Stored entries:
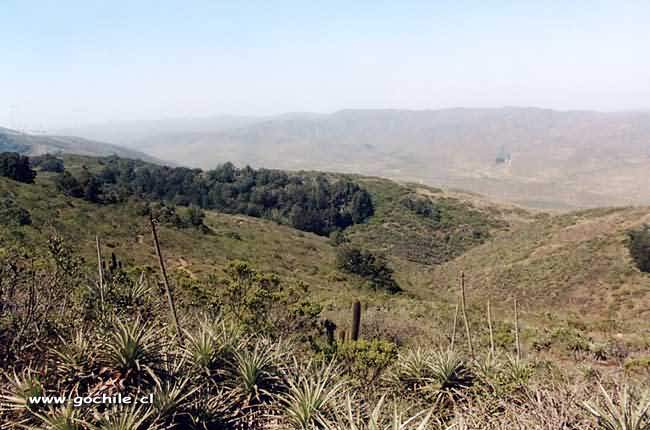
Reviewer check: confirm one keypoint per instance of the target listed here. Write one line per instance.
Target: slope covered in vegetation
(265, 312)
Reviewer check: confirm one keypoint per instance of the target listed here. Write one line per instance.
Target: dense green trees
(12, 214)
(48, 163)
(16, 167)
(639, 246)
(423, 207)
(369, 266)
(307, 202)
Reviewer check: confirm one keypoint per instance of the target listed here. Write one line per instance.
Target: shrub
(48, 163)
(12, 214)
(423, 207)
(367, 359)
(367, 265)
(15, 166)
(639, 246)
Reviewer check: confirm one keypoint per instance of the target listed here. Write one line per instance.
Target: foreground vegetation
(252, 351)
(278, 328)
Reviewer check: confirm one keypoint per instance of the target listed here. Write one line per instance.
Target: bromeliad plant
(133, 350)
(627, 410)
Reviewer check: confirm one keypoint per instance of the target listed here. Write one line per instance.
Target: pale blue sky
(64, 63)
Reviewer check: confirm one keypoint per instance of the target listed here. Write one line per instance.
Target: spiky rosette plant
(310, 399)
(436, 375)
(125, 418)
(61, 418)
(16, 397)
(626, 410)
(253, 378)
(132, 352)
(74, 361)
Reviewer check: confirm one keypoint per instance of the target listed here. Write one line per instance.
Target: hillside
(30, 144)
(548, 159)
(574, 264)
(582, 306)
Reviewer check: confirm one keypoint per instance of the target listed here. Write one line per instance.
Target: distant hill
(34, 144)
(534, 157)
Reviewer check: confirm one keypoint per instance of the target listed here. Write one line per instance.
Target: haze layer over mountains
(534, 157)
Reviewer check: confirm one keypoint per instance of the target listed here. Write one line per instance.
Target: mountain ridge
(535, 157)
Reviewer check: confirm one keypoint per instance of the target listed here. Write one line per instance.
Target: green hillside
(262, 303)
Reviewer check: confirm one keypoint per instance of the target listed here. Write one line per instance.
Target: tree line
(311, 203)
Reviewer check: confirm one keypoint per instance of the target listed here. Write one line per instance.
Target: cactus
(356, 320)
(330, 328)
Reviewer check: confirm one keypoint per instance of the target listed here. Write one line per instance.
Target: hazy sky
(65, 63)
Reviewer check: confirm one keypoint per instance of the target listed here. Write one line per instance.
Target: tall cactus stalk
(356, 320)
(464, 312)
(489, 312)
(452, 342)
(101, 273)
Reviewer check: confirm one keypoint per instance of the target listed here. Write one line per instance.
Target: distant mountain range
(534, 157)
(37, 144)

- [GIVEN REQUEST]:
Tally the lines of the material above that contain the word "green". Reply with the number alone.

- [RESULT]:
2